WRITTEN TASK A.
The article below looks back at the Great American Bash. List every act it names as one of the other top '80s NWA standouts featured on the first Bash.

DOCUMENT EXCERPT.

Historically Speaking: The Summer’s Biggest Bash

“History is the narrative of great actions with praise or blame.” – Quoted by Cotton Mather

The Opening Chapter
By the time you read this America’s favorite holiday, the Fourth of July, will be in the books for another year. The Fourth of July, much like most American holidays, has since evolved from its true meaning of celebration into an excuse to grill out, drink beer and watch fireworks blow up. This, by the way, is not something I oppose, just a point to ponder. The wrestling business likes to capitalize on popular trends and Independence Day was no exception. Enter “The American Dream” himself, Dusty Rhodes. So this week I am going to kick open the vault and look back one of Big Dust’s best creations, “The Great American Bash,” to see what it was, where it’s been and what it will be in the future.

The Early Years
The first Bash was a stand alone supercard in 1985. The show had Dusty’s fingerprints all over at as the main event was Stardust winning the NWA World Television Championship from Tully Blanchard while Ric Flair and Nikita Koloff got the semi-main spot for the NWA World Heavyweight Championship. It’s funny, I only ever heard the TV championship being referred to as a World belt when Dusty had it or was chasing it. The show did feature other top ‘80s NWA standouts like The Andersons, The Road Warriors, The Russians and Magnum TA.

In 1986 the concept of the “Great American Bash tour” was created. The 1986 tour featuring thirteen events spanning the east half of the country with Flair defending his belt at each stop. He went through both Road Warriors, both members of the Rock & Roll Express, Ronnie Garvin, Magnum TA, and Wahoo McDaniel before dropping the belt to Rhodes on one of the final stops. Dusty later explained in his autobiography that the Bash tour concept was to mimic a music tour, and even went so far to so have some of his country music buddies like Willie Nelson and David Allen Coe perform mini-concerts at each event.

WRITTEN TASK B.
Write out each line of the records below as a numbered list, skipping blank lines. Leave the pictures out.

TASK MATERIAL.
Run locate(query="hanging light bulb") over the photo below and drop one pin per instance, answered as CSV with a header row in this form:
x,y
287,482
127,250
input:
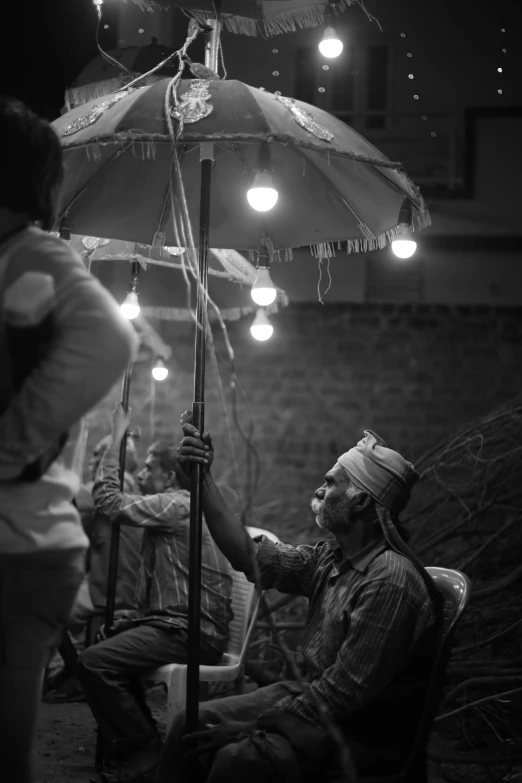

WORKED ANSWER A.
- The Andersons
- The Road Warriors
- The Russians
- Magnum TA

WORKED ANSWER B.
1. Run locate(query="hanging light bulb") over the photo below and drop one pin per instance, answered as CSV with a header row in this form:
2. x,y
3. 287,482
4. 127,250
5. input:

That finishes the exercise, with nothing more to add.